[RECORDS SHOWN]:

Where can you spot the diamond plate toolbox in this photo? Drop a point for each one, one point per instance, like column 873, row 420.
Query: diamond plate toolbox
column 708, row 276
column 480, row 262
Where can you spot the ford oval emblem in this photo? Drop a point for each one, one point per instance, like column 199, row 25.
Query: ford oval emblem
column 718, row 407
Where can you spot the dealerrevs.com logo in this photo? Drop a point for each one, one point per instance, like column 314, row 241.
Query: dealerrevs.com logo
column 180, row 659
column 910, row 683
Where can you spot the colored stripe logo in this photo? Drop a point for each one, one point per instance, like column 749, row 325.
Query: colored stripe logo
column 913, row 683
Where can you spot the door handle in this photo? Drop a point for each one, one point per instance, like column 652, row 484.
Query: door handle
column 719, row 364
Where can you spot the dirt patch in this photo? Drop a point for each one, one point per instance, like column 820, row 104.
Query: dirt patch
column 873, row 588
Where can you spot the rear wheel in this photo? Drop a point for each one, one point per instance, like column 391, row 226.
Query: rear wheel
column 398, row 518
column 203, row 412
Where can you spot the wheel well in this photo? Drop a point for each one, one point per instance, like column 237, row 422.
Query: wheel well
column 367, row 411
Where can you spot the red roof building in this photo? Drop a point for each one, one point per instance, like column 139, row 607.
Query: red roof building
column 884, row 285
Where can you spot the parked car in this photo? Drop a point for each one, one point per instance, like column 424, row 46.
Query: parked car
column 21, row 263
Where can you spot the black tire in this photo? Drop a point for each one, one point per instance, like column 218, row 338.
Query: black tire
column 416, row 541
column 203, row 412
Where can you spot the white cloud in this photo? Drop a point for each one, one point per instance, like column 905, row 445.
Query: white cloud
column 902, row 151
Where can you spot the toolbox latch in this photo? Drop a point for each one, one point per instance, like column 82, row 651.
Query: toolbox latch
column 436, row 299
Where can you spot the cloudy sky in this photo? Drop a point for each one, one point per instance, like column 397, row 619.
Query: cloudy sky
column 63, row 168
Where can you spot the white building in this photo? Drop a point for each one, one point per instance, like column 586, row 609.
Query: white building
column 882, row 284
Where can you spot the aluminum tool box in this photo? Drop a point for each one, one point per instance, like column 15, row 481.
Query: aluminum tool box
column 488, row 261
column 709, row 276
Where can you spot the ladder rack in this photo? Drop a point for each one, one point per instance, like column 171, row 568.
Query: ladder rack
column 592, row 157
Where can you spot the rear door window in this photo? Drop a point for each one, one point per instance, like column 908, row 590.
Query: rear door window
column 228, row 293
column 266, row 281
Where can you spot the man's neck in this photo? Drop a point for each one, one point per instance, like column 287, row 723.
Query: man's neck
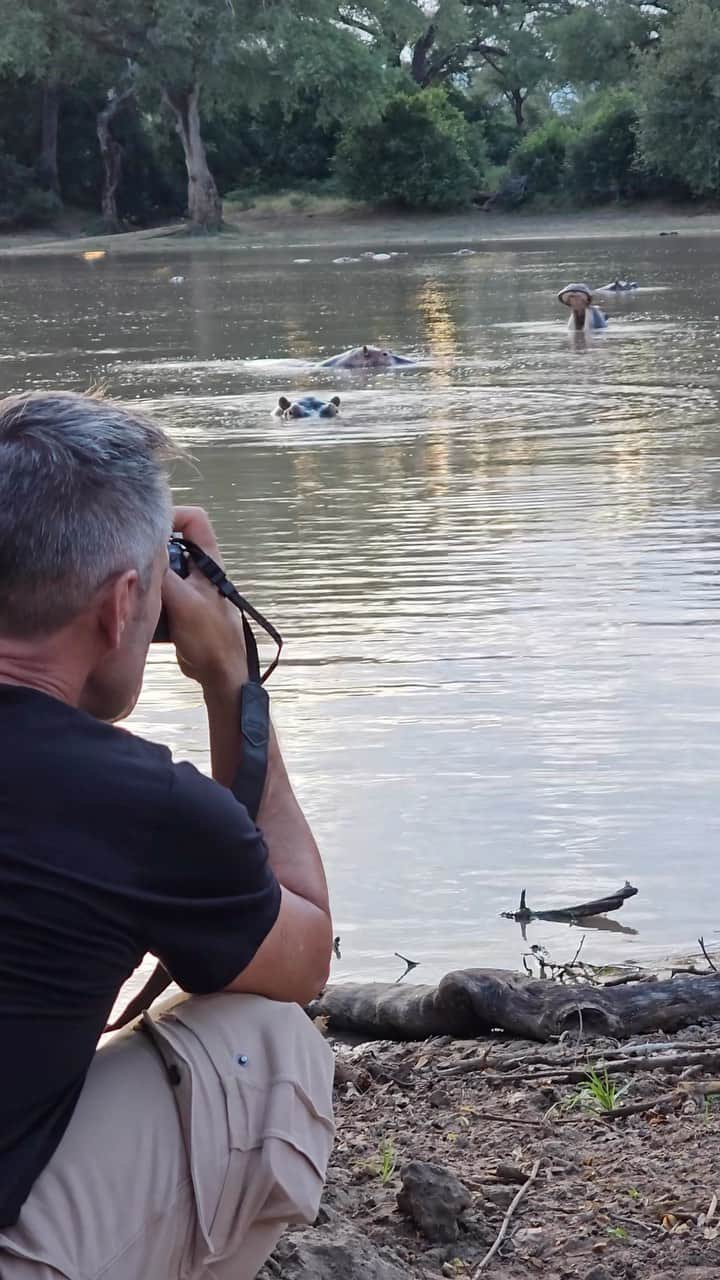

[TASK TO CARRY OUT]: Every entry should come back exactly as written, only without images.

[SOLVED PROBLEM]:
Where can you spot the diamond plate toolbox in this photo? Drop a point for each one, one point per instance, like column 873, row 420.
Query: diamond plate toolbox
column 708, row 276
column 480, row 262
Where can you spot the ford oval emblem in this photo? Drop a point for each one, one point per instance, like column 199, row 25.
Query: ford oval emblem
column 718, row 407
Where can you spot the dealerrevs.com logo in this photo? Drop a point for each one, one point per instance, like column 314, row 241.
Query: dealerrevs.com logo
column 180, row 659
column 910, row 683
Where can you spot the colored stripe logo in this photo? Drop a point for each one, one point per instance, like column 749, row 325.
Query: colored stripe logo
column 913, row 683
Where can you spot the door handle in this photo? Drop a point for each one, one point per instance, like column 652, row 484.
Query: door handle
column 719, row 364
Where can you spot the dirt patch in this photo? Drop a point for each one, one point per instance, like column 820, row 104.
Query: dirt patch
column 873, row 588
Where can you spot the rear wheel in this photo? Drop a point for each one, one point per instance, like column 391, row 226.
Query: rear wheel
column 398, row 518
column 203, row 412
Where can you spot the wheel well in this photo? Drop a point for each one, one point per instance, like column 237, row 422.
Query: wheel well
column 367, row 411
Where can you spot the red roof building in this photo? Drop a point for each one, one point per instance, like column 139, row 607.
Query: red roof building
column 884, row 285
Where can you spot the parked car in this photo? Drop a point for each one, one point per instance, like column 424, row 46.
Query: parked car
column 21, row 263
Where can you spot the black tire in this photo? Drop a point for each one, one point per instance, like column 218, row 338.
Query: black tire
column 416, row 541
column 203, row 412
Where can you spot the white cloud in this photo? Drop a point for each one, one point per instance, like column 905, row 445.
Query: white cloud
column 902, row 151
Where can you spot the toolbox latch in this photo? Drop a point for each one, one point per instance, like column 82, row 651.
Query: toolbox latch
column 436, row 299
Where can you spot the cloudy sky in this photo? Drop a point for each one, one point per instance, like column 397, row 619.
Query: cloudy sky
column 63, row 168
Where can you spot the white building in this photo? Drop a point for each one, one point per instance, like column 586, row 609.
Query: white building
column 882, row 284
Where can you spot the aluminum tool box in this photo? Drop a point for each one, one point per instance, like column 15, row 481.
Query: aluminum tool box
column 488, row 261
column 709, row 276
Where can you spot the ladder rack in this photo? Drop a point for each one, one point per instance, like column 171, row 568.
Query: ladder rack
column 592, row 157
Where can you spot the rear door window in this photo? Drop a point for each one, one point per instance, like column 908, row 590.
Query: rear door window
column 228, row 293
column 266, row 281
Where can you spot the man's neck in this photo? Drop a point for each one, one point per instance, like column 287, row 723.
Query: man's neck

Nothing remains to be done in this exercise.